**YOUR OBJECTIVE:** Reproduce every row below word for word, changing nothing.

##### INFORMATION GIVEN #####

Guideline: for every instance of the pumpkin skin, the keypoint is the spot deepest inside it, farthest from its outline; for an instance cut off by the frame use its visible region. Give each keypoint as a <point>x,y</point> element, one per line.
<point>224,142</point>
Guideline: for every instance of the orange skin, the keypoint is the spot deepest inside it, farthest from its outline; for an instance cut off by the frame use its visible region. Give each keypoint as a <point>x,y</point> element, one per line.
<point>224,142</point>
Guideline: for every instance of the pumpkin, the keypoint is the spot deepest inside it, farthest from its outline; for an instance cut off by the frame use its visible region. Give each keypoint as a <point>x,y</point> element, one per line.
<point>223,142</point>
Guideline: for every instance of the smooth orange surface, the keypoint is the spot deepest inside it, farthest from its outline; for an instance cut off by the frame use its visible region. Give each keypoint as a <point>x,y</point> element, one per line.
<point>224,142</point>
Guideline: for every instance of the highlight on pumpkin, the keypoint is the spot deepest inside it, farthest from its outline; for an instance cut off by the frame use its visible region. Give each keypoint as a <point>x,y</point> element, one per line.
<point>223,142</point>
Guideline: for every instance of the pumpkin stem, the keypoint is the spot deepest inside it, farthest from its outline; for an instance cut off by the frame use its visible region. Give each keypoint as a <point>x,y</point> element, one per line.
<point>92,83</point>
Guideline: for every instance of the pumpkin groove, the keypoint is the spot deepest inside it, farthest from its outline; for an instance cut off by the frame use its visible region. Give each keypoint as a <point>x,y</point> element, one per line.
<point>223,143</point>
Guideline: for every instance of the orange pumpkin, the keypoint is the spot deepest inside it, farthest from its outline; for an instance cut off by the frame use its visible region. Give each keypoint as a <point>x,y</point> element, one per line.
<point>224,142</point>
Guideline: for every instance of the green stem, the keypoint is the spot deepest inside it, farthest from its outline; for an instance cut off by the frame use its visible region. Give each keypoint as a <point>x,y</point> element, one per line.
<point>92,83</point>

#####

**RESULT OF THIS TASK:**
Guideline: for every instance of the pumpkin skin, the keypoint is the spot deepest inside it, farthest from its outline; for an instance cut off by the frame use its visible region. Give each keypoint as a <point>x,y</point> element, one per line.
<point>224,142</point>
Guideline: for every instance of the orange skin, the keypoint is the spot deepest inside it, farthest from its outline; for an instance cut off by the frame use its visible region. Give each keypoint as a <point>x,y</point> element, one per line.
<point>224,142</point>
Guideline: for every instance of the pumpkin, the keypoint is the spot deepest inside it, farthest from its outline; for an instance cut off by the frame use its visible region. Give each keypoint as a <point>x,y</point> element, one per line.
<point>223,142</point>
Guideline: for every instance of the smooth orange surface, the keypoint is the spot deepest inside it, farthest from its outline; for an instance cut off by the frame use its visible region. Give each keypoint as a <point>x,y</point> element, one per line.
<point>224,142</point>
Guideline: for every instance of the highlight on pumpkin, the keypoint is the spot deepest inside it, farthest from its outline; for an instance cut off by the frame use its visible region. Give each keypoint as a <point>x,y</point> element, one per line.
<point>223,142</point>
Guideline: for every instance of the pumpkin stem, the keypoint is the spot deepest inside it, farthest from its outline; for an instance cut off by the frame use its visible region. Give each keypoint as a <point>x,y</point> element, one per line.
<point>92,83</point>
Guideline: for every instance of the pumpkin groove, the keypoint is the spot deepest inside it, farthest from its outline; for an instance cut off by the frame use its visible region. Give each keypoint as a <point>x,y</point> element, one per line.
<point>223,143</point>
Guideline: for every instance of the orange pumpkin, the keypoint is the spot deepest inside it, farthest from its outline; for an instance cut off by the frame use its visible region. Give each keypoint as a <point>x,y</point> element, one per line.
<point>224,142</point>
Guideline: for every instance of the green stem, the keypoint is the spot deepest inside it, farthest from its outline; for an instance cut off by the frame use its visible region. Give each keypoint as a <point>x,y</point> element, one per line.
<point>92,83</point>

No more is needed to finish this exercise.